**Work to do:** Reproduce the entries below in full, word for word.

********

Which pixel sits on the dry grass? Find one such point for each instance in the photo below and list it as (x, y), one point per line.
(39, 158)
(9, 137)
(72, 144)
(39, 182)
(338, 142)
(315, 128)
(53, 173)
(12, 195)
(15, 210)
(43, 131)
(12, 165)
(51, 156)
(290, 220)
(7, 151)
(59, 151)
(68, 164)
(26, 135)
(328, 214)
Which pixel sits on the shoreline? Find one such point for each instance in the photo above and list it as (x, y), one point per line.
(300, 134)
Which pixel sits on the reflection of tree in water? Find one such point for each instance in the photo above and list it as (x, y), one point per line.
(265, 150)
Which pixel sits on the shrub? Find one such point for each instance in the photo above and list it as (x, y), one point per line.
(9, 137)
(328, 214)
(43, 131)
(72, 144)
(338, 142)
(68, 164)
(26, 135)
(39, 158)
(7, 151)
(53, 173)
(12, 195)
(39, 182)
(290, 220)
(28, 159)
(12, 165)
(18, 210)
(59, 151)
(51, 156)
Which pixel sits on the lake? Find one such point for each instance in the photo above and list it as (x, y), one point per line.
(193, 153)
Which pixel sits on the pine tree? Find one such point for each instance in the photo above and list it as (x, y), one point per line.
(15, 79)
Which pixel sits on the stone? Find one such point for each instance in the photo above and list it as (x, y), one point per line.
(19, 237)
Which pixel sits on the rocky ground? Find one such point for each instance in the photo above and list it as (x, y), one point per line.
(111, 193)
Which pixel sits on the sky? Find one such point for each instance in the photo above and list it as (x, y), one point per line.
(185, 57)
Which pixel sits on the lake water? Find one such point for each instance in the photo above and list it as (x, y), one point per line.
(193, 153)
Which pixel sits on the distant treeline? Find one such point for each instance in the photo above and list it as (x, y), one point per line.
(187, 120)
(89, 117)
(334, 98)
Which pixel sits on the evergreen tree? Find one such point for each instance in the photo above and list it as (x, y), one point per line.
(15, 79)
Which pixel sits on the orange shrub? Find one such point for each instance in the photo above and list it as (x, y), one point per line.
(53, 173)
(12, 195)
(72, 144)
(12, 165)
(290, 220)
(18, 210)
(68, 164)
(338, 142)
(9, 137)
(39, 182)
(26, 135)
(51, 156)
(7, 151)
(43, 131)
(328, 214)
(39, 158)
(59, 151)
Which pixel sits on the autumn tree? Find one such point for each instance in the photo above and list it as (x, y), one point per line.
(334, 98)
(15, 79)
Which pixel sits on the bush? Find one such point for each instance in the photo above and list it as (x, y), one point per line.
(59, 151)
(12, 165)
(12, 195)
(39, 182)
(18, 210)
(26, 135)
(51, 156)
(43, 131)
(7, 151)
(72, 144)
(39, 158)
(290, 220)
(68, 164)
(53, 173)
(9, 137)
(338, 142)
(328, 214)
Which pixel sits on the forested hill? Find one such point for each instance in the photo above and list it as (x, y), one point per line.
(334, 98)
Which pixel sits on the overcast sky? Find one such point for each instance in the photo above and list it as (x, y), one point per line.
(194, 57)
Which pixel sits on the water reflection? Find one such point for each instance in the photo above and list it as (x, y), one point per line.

********

**Solution for this problem:**
Which pixel sits on the dry grass? Find one such point for each instance in the photo below and list it as (x, y), one point per line.
(39, 158)
(9, 137)
(72, 144)
(39, 182)
(338, 142)
(315, 128)
(53, 173)
(12, 195)
(15, 210)
(43, 131)
(12, 165)
(51, 156)
(290, 220)
(7, 151)
(59, 151)
(68, 164)
(26, 135)
(328, 214)
Which pixel sits on the shoreline? Find one such point for each instance in the photo above and list it as (x, y), one point per line.
(300, 134)
Which pixel sits on the reflection of tree in water? Find one such point for each instance in the photo above and list it as (x, y), one point per line.
(265, 150)
Which pixel sits on the shrub? Find one such point for each instance in the photo above and list it as (x, y), one point per line.
(9, 137)
(328, 214)
(43, 131)
(72, 144)
(338, 142)
(68, 164)
(26, 135)
(39, 158)
(7, 151)
(53, 173)
(12, 195)
(39, 182)
(290, 220)
(28, 159)
(12, 165)
(18, 210)
(59, 151)
(51, 156)
Which pixel sits on the lake? Find one such point for each instance in the photo above and list it as (x, y), one point per line.
(193, 153)
Which pixel sits on the pine tree? Find one such point for each instance in the photo above and list it as (x, y), one point per line.
(15, 79)
Which pixel sits on the stone? Find one such point for each instance in the photo above and list it as (x, y), one point per line.
(19, 237)
Which pixel sits on the rocky ground? Find one such point for each instance in the photo above and list it as (x, y), one point per line.
(111, 193)
Which pixel sits on the sky? Find one such point for each instance in the photo above and list it as (x, y), one point per line.
(185, 57)
Which pixel sits on the lake water? Find one such point for each instance in the photo above and list it as (x, y), one point per line.
(193, 153)
Which pixel sits on the distant treeline? Find one such point for each instance in the photo above and list it as (x, y), one point per line.
(187, 120)
(89, 117)
(334, 98)
Which pixel sits on the evergreen tree? Find one such point for each instance in the photo above and list it as (x, y), one point per line.
(15, 79)
Which pixel sits on the orange shrub? Find one such point for each instance in the photo above and list it as (x, y), one point per line.
(53, 173)
(12, 195)
(72, 144)
(12, 165)
(290, 220)
(18, 210)
(68, 164)
(338, 142)
(9, 137)
(39, 182)
(26, 135)
(51, 156)
(7, 151)
(43, 131)
(328, 214)
(39, 158)
(59, 151)
Which pixel sits on the autumn tree? Find one such point for each instance in the photo above and list it as (x, y), one point per line.
(334, 98)
(15, 79)
Which pixel sits on the bush? Find one such point for each instance in the photo above and list it as (x, y), one point per line.
(59, 151)
(12, 165)
(12, 195)
(39, 182)
(18, 210)
(26, 135)
(51, 156)
(43, 131)
(7, 151)
(72, 144)
(39, 158)
(290, 220)
(68, 164)
(53, 173)
(9, 137)
(338, 142)
(328, 214)
Which pixel sits on the forested hill? Find one such point for each instance in the photo above and list it as (x, y), one point per line.
(334, 98)
Which pixel sits on the overcast sky? Find one such point for each instance in the photo above and list it as (x, y), one point per line.
(194, 57)
Which pixel sits on the water reflection? Find one such point for each instance in the photo above and list it as (x, y), one point per line.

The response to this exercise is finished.